How many lines in the two blocks below contain the string "grey", with case counted? Give only the number.

> _Entries provided_
---
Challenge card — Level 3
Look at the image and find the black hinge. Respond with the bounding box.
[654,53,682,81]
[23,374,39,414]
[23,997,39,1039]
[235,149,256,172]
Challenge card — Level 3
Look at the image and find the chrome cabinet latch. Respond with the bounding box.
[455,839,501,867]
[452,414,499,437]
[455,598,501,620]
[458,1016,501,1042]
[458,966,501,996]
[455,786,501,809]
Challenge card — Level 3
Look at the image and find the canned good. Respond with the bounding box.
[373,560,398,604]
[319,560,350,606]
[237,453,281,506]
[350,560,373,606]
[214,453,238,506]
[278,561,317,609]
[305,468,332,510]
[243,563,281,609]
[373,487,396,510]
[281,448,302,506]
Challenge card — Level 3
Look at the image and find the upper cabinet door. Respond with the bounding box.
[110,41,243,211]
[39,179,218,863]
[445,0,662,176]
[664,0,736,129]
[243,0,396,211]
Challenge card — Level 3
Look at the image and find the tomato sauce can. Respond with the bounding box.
---
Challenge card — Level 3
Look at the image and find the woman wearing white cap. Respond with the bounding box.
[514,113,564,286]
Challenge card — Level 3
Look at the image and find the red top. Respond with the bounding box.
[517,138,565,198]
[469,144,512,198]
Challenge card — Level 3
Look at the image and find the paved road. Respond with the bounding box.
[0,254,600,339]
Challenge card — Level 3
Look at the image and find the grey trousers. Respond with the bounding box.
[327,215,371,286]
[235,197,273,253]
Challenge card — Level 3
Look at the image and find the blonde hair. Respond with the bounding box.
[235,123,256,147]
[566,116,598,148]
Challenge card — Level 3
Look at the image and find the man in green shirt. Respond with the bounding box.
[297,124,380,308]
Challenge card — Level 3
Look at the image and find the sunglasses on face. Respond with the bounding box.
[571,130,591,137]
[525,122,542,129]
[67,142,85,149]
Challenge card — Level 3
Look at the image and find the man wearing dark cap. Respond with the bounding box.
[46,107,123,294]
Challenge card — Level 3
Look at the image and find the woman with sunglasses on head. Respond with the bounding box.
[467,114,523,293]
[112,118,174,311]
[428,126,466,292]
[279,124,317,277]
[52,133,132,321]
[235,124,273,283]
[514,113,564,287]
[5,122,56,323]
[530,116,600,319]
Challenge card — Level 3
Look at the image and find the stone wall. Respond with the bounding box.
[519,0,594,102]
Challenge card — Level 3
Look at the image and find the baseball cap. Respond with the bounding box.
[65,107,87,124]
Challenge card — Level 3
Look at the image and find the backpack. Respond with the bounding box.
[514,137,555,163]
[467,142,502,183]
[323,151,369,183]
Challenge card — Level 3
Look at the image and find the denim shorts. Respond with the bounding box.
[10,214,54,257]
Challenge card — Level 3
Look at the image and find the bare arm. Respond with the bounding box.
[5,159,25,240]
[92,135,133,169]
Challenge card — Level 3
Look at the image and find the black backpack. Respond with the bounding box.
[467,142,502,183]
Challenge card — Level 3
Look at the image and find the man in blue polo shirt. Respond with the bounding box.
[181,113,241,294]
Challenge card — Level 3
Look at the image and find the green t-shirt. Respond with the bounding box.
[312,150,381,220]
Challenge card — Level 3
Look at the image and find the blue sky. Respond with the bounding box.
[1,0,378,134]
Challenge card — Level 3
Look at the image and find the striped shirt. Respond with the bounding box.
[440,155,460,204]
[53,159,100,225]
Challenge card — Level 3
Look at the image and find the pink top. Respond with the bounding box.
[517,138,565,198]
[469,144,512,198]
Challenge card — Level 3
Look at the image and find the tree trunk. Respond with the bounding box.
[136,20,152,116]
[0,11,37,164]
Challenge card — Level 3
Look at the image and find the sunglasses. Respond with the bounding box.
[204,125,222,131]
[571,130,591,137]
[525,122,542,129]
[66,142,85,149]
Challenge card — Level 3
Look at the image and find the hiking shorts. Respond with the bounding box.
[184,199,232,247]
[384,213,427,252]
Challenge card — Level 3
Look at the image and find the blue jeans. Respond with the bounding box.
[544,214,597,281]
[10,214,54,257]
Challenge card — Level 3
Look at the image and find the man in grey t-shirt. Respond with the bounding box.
---
> _Answer to the exercise_
2